Text segment:
————
Fish barrier

Abstract

A barrier for diverting fish from a water flow channel such as an intake (12) consists of a dyke (10) enclosing the water intake, and extending at least the entire depth of the body of water. There are pipes (20) extending between opposite sides of the dyke (10), of diameter at least 800 mm (31 inches). The inlet end of each pipe (20) communicates with the body of water through one or more inlet ducts (26) of width no more than 600 mm (24 inches), this being a duct size to which the fish from the body of water have an aversion. Each inlet duct (26) may also be aligned at least 45° below the longitudinal axis of the pipe (20). The confined space, the resulting darkness, and the change in water flow direction, all have the effect of discouraging fish from entering the ducts. The number of pipes (20) should be sufficiently large that the intake velocity will be less than 150 mm/s (0.5 ft/s), to minimise entrainment or impingement of fish.

Description

This invention relates to a barrier for diverting fish from water intakes for dams, power plants, and other industrial plant that use large quantities of water, or from water outflows from such plants.

A wide variety of users extract water from bodies of water in the natural environment, such as the sea, lakes, rivers or reservoirs. Water is extracted through water intakes for example for turbines, cooling systems, industrial use, potable water supplies, irrigation canals and desalination plants; similarly there are plants from which water is discharged into the environment through water outlets. In such cases it is usually desirable to prevent or minimise the passage of fish from the body of water into the water intake or outlet, and a variety of different systems for diverting fish and other aquatic life from water intakes have been proposed. For example U.S. Pat. No. 4,169,792 (Dovel) describes a water intake device with a cylindrical rotatable screen which is designed to guide or carry fish and debris away, along with a backwashing device to remove them from the screen. U.S. Pat. No. 5,385,428 (Taft et al) describes a fish diversion apparatus that uses a plane screen. However, screens may become blocked with debris or by the growth of algae or shellfish, so that maintenance can be expensive.

In this specification the term water flow channel refers to a water inlet or a water outlet.

According to the present invention there is provided a barrier for diverting fish from a water flow channel adjacent to a body of water, the barrier comprising a dyke enclosing the water flow channel and extending at least the entire depth of the body of water adjacent to the water flow channel, the dyke being provided with passages therethrough extending between opposite sides of the dyke, each passage having a minimum dimension greater than 800 mm (31 inches), and communicating with the body of water at the side remote from the water flow channel through at least one flow duct whose width is such that fish in the body of water have an aversion to entering a duct of such a size, and, if the water flow direction is into the flow duct from the body of water, the number of passages and the flow area of each flow duct being such that the flow velocity is less than 150 mm/sec.

At least in the context of the Great Lakes (in North America), the flow duct or ducts are preferably of width no more than 600 mm (24 inches), as this has been found to be the largest duct size to which the Great Lakes fish have an aversion. Fish that are customarily living in open water tend to have an aversion to entering confined spaces. It will be appreciated that fish in different environments, for example in the sea, may have an aversion to ducts of a different size. For a water inlet the intake velocity should be less than 150 mm/s (0.5 ft/s), to minimise entrainment or impingement of fish.
————
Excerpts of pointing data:
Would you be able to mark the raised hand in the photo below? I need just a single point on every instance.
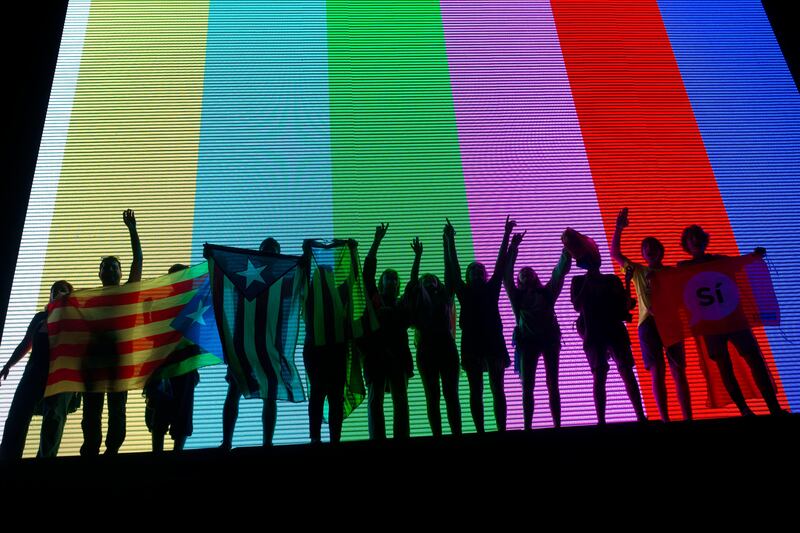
(449, 230)
(380, 232)
(416, 246)
(510, 225)
(517, 238)
(129, 219)
(622, 218)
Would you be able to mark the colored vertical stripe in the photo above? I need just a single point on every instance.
(523, 156)
(748, 111)
(264, 162)
(644, 147)
(394, 144)
(134, 127)
(26, 297)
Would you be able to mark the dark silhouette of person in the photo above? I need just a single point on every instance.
(31, 388)
(537, 333)
(269, 411)
(649, 339)
(603, 305)
(170, 401)
(326, 364)
(111, 276)
(694, 241)
(388, 364)
(483, 346)
(437, 354)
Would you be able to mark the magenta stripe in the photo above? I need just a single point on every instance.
(523, 154)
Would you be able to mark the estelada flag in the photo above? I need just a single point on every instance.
(337, 310)
(256, 301)
(112, 339)
(714, 297)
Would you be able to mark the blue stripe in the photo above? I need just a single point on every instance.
(264, 161)
(748, 111)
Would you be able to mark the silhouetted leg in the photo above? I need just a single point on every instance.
(399, 388)
(475, 379)
(450, 391)
(676, 355)
(551, 356)
(115, 435)
(157, 439)
(269, 417)
(91, 421)
(375, 418)
(19, 418)
(717, 346)
(337, 376)
(598, 362)
(497, 384)
(653, 356)
(747, 345)
(528, 367)
(658, 377)
(54, 416)
(430, 384)
(316, 397)
(230, 412)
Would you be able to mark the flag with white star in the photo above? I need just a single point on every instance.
(255, 303)
(118, 338)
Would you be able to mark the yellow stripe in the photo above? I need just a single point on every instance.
(133, 358)
(122, 335)
(100, 313)
(133, 140)
(84, 296)
(98, 386)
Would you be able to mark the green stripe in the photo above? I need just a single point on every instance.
(187, 365)
(273, 313)
(228, 319)
(394, 145)
(250, 350)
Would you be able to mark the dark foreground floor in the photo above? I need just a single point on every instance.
(742, 461)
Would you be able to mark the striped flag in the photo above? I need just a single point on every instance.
(117, 338)
(256, 300)
(337, 309)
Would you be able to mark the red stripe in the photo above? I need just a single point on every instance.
(117, 323)
(155, 293)
(644, 147)
(104, 374)
(122, 348)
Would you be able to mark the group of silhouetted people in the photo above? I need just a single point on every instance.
(426, 303)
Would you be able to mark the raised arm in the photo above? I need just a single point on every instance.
(508, 270)
(136, 246)
(371, 261)
(452, 270)
(23, 347)
(502, 253)
(560, 272)
(616, 247)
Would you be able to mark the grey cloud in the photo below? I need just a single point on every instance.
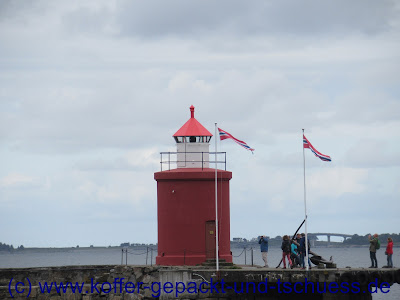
(198, 18)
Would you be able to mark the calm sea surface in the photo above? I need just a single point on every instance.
(343, 257)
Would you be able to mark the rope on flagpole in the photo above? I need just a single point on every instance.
(305, 205)
(216, 203)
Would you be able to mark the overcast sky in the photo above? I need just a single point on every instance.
(92, 91)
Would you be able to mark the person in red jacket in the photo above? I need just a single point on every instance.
(389, 252)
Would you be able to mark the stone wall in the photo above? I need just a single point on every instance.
(143, 282)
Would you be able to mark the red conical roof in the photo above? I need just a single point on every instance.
(192, 127)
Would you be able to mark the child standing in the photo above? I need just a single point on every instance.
(389, 252)
(286, 251)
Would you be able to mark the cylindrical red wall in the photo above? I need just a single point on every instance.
(186, 202)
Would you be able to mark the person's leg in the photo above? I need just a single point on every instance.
(290, 261)
(374, 259)
(264, 256)
(284, 260)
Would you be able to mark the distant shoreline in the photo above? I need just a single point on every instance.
(234, 245)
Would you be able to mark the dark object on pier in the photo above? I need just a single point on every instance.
(317, 259)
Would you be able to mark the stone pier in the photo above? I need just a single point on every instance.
(143, 282)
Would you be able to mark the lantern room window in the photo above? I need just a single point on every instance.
(192, 139)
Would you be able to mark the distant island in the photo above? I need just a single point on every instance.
(238, 242)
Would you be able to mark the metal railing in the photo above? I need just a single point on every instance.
(166, 159)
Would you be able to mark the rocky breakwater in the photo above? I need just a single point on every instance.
(78, 282)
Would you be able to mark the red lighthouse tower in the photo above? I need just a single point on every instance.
(186, 202)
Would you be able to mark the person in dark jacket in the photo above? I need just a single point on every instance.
(373, 241)
(263, 241)
(389, 252)
(294, 255)
(286, 251)
(302, 250)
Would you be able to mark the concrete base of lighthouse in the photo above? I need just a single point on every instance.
(186, 216)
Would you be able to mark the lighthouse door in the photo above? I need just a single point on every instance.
(210, 239)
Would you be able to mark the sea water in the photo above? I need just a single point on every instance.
(357, 257)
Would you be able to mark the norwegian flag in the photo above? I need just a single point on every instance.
(223, 135)
(307, 144)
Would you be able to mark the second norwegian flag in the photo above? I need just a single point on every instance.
(223, 135)
(307, 144)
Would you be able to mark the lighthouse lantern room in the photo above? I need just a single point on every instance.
(186, 202)
(192, 143)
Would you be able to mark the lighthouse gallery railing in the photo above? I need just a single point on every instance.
(168, 160)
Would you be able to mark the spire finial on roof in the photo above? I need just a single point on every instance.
(192, 111)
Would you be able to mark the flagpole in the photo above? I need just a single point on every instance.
(216, 203)
(305, 204)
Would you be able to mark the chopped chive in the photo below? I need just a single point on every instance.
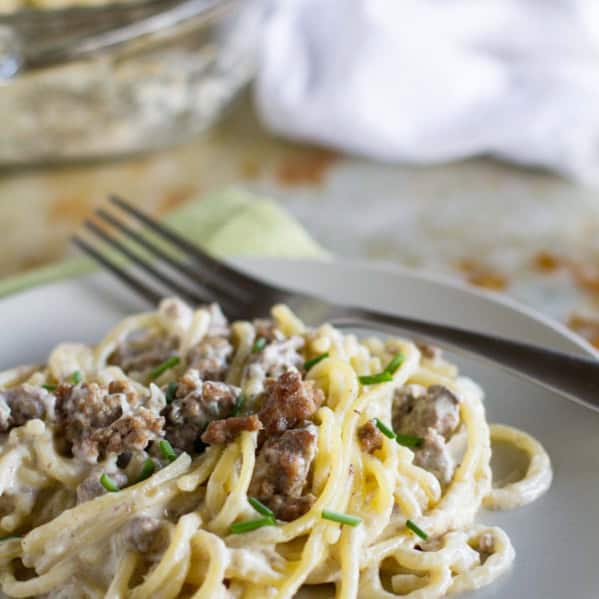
(108, 483)
(249, 525)
(166, 365)
(385, 429)
(260, 507)
(375, 379)
(168, 453)
(416, 530)
(259, 345)
(409, 440)
(239, 403)
(147, 469)
(170, 392)
(341, 518)
(310, 363)
(395, 363)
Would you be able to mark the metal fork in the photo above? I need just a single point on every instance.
(197, 277)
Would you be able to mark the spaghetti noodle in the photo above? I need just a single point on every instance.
(186, 457)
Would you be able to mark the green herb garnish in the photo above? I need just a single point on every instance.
(341, 518)
(108, 483)
(259, 345)
(249, 525)
(147, 469)
(311, 363)
(166, 365)
(384, 429)
(386, 375)
(375, 379)
(239, 403)
(416, 530)
(170, 392)
(409, 440)
(261, 508)
(167, 451)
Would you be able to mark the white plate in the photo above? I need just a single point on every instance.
(556, 538)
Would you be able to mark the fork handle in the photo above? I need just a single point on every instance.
(571, 375)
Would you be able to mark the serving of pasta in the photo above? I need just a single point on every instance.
(186, 456)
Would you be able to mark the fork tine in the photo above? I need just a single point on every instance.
(131, 281)
(143, 264)
(183, 267)
(218, 271)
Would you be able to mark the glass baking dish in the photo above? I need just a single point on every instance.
(99, 82)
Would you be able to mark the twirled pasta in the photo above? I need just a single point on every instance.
(62, 548)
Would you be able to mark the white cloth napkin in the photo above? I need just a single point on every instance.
(433, 80)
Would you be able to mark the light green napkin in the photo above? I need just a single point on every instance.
(230, 222)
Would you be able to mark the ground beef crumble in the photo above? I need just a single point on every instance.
(196, 404)
(97, 420)
(281, 472)
(432, 414)
(288, 401)
(370, 437)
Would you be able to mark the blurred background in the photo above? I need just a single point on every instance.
(459, 137)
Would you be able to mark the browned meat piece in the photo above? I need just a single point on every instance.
(197, 404)
(147, 535)
(434, 456)
(434, 415)
(143, 350)
(91, 487)
(133, 431)
(97, 421)
(281, 472)
(224, 431)
(289, 401)
(370, 437)
(211, 357)
(23, 403)
(416, 410)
————
What is required:
Can you condense the paragraph of the fish barrier text above that begins "At least in the context of the Great Lakes" into a short list that keeps its main facts?

Written answer:
- In the Great Lakes of North America, flow ducts are preferably no wider than 600 mm (24 inches), the largest duct size that Great Lakes fish have been found to avoid.
- Fish that usually live in open water tend to avoid entering confined spaces.
- Fish in other environments, such as the sea, may avoid ducts of a different size.
- For a water inlet, the intake velocity should be below 150 mm/s (0.5 ft/s) to minimize entrainment or impingement of fish.